'''

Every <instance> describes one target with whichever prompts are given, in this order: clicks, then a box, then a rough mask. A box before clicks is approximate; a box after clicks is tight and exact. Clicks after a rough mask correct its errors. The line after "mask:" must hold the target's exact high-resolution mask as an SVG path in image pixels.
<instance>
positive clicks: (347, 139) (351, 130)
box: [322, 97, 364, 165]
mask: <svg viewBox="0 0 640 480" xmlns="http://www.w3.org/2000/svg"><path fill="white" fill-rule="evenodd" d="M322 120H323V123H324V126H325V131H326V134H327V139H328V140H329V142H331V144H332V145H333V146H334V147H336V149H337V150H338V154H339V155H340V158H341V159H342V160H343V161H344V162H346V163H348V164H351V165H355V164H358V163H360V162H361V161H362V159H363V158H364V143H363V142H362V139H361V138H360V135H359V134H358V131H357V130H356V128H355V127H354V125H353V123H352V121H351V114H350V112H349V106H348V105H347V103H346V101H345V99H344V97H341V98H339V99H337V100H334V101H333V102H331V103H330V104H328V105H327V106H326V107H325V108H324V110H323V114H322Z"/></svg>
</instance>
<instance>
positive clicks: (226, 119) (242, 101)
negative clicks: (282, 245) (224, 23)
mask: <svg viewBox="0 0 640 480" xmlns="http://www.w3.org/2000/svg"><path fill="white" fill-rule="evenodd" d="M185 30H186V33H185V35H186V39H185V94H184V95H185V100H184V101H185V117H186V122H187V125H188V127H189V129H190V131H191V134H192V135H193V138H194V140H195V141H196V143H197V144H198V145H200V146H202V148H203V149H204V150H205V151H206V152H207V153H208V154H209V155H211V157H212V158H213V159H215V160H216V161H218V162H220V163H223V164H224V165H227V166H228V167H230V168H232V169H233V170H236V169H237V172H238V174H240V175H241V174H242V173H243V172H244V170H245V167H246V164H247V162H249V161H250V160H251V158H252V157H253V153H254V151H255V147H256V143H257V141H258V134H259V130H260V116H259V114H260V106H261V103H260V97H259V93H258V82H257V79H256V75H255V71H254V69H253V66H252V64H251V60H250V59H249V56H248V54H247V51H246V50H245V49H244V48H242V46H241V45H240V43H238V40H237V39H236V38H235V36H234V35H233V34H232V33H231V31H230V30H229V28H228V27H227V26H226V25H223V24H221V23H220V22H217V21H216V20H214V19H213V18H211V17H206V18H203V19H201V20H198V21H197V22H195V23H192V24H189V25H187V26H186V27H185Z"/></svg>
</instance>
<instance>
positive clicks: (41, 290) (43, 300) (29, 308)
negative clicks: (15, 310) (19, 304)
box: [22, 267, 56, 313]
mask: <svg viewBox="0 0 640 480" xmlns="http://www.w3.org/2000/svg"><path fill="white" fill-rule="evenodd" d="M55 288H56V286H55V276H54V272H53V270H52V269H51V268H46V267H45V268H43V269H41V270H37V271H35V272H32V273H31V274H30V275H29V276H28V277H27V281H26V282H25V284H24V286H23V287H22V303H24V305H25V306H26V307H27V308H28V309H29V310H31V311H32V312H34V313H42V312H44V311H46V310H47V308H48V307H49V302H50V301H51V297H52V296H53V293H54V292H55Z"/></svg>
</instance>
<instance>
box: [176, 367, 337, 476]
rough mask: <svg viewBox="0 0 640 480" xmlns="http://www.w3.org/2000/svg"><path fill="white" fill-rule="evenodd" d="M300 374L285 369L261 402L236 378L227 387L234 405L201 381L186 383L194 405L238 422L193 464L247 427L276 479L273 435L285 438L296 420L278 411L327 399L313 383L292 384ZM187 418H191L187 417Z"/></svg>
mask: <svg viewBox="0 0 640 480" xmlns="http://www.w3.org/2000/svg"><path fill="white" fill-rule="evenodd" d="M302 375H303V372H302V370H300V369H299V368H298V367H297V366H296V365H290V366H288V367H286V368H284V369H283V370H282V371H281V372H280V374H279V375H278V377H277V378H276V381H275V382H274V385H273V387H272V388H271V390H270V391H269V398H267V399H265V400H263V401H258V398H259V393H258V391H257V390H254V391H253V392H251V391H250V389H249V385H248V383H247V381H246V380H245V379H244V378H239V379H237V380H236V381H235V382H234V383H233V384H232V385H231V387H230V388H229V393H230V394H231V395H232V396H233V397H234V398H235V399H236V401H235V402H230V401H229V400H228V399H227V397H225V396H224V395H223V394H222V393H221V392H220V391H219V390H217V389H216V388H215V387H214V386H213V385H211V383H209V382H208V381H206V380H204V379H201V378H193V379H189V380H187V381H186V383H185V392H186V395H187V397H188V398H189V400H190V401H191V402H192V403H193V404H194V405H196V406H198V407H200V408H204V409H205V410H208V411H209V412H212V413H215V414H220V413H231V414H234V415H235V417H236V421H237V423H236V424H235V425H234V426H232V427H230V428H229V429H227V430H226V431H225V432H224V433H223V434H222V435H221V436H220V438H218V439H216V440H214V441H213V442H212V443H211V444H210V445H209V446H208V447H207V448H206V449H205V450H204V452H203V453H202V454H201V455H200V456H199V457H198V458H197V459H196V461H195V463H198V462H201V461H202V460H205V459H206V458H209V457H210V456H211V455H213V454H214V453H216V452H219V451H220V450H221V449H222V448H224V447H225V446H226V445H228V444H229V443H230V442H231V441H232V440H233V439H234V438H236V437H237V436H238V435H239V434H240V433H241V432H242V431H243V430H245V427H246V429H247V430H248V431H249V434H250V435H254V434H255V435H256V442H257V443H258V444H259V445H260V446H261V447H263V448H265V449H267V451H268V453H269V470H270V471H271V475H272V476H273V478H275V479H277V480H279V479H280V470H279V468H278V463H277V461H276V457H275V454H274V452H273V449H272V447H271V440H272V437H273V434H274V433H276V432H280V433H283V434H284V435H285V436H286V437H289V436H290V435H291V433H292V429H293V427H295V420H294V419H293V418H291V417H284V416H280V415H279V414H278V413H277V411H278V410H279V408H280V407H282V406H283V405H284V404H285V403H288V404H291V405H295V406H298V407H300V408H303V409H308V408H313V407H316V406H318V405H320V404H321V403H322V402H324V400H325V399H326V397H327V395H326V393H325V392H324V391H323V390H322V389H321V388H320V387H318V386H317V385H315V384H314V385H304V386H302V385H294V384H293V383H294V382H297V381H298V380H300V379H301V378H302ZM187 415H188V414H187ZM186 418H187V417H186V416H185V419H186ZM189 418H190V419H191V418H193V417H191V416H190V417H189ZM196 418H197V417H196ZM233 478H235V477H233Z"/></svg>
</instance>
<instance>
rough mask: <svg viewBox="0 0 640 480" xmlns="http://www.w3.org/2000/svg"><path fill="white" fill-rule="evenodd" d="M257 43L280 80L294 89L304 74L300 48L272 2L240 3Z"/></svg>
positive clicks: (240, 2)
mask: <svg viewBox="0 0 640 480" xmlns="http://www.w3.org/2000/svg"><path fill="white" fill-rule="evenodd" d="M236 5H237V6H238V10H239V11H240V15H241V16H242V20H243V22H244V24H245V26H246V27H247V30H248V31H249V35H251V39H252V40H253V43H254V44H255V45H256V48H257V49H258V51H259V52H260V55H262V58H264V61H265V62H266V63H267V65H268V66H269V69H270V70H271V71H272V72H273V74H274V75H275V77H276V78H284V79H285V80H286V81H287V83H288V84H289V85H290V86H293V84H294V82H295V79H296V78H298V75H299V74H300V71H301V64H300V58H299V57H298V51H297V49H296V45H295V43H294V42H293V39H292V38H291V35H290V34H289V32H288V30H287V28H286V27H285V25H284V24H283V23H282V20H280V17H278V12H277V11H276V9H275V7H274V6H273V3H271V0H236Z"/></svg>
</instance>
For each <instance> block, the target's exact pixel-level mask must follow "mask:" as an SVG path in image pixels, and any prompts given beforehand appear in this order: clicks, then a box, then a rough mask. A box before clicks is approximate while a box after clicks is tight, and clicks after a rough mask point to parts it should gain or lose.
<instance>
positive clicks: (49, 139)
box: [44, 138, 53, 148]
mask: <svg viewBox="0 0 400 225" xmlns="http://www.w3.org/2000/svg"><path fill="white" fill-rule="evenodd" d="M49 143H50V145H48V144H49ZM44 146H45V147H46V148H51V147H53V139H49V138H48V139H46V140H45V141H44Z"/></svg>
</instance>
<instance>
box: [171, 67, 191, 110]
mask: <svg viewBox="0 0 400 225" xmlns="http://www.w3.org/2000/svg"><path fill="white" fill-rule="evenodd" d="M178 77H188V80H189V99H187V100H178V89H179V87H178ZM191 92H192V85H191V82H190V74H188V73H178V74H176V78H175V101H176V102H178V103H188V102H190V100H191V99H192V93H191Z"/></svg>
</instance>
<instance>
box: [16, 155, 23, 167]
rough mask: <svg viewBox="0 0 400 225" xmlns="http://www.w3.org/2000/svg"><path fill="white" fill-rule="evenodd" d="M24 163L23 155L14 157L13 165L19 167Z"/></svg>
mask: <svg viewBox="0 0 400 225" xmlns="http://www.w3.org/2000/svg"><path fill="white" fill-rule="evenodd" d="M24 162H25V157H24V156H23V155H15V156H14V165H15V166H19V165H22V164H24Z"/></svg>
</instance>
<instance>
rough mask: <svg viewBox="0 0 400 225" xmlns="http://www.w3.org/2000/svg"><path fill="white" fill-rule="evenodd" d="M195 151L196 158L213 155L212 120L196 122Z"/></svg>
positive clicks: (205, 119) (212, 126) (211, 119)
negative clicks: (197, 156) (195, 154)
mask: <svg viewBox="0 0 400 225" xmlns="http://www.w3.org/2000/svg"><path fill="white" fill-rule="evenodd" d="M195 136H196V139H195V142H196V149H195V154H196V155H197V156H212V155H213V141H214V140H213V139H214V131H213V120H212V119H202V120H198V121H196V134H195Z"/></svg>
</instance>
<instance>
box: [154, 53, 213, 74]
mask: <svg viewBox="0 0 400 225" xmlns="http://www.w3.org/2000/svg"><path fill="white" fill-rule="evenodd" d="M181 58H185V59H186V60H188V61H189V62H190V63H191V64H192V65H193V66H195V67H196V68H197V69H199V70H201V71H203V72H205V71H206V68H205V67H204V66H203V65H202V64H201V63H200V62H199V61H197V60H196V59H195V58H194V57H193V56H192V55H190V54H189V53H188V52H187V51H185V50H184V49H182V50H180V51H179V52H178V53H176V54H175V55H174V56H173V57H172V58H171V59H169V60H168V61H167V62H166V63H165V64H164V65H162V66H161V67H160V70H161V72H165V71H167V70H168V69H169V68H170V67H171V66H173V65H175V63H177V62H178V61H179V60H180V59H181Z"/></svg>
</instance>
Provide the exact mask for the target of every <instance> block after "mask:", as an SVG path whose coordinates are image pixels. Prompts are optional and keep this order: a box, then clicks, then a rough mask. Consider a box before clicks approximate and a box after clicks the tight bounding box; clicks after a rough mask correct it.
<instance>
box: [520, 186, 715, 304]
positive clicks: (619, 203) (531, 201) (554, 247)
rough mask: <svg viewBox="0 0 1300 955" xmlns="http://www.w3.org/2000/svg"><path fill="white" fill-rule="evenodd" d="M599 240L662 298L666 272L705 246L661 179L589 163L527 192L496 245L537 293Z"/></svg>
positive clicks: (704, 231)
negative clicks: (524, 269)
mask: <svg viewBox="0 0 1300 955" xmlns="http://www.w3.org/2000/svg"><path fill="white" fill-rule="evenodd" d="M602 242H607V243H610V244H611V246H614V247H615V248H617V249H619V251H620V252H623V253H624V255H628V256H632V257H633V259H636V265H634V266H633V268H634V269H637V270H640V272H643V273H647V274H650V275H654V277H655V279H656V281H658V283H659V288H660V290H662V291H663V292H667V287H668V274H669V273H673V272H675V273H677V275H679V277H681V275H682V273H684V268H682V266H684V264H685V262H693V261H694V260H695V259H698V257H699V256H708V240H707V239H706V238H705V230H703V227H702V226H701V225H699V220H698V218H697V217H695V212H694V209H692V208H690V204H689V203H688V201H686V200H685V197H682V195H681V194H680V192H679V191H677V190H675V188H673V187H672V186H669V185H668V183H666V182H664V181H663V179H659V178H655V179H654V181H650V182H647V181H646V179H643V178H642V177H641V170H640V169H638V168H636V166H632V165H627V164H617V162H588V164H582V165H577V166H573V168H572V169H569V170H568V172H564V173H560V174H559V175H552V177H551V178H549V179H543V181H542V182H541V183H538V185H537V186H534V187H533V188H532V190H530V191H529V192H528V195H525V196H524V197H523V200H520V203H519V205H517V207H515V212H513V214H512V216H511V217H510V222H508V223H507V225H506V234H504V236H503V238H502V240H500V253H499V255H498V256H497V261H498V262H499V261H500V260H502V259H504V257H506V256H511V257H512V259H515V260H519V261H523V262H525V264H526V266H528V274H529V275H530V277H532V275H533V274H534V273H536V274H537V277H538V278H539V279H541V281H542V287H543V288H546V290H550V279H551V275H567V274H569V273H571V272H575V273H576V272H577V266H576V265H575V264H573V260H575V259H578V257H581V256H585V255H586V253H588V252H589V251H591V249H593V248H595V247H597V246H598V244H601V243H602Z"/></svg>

'''

TASK REQUIREMENTS ->
Return every line of the data above that contains the word "approximate", matching its case exactly.

TASK SOLUTION ->
Every <instance> describes one target with whichever prompts are given, in this order: clicks, then a box, then a rough mask. A box before clicks is approximate; a box after clicks is tight and exact. Clicks after a rough mask correct its errors. The line after "mask:" must hold the target's exact high-resolution mask as an SVG path in image pixels.
For each <instance> block, the target's exact pixel-level mask must follow "mask:" as an SVG path in image pixels, and any prompts given beforehand appear in this order: clicks, then a box, then a rough mask. A box before clicks is approximate while a box after clicks is tight, and clicks after a rough mask point to parts it should gain or lose.
Provide the exact mask for the target of every <instance> block after "mask:", as an SVG path whose coordinates are image pixels. Prompts are optional and keep this order: a box, then clicks, then a rough mask. Consider a box before clicks approximate and a box after clicks the tight bounding box; clicks after a rough mask correct it.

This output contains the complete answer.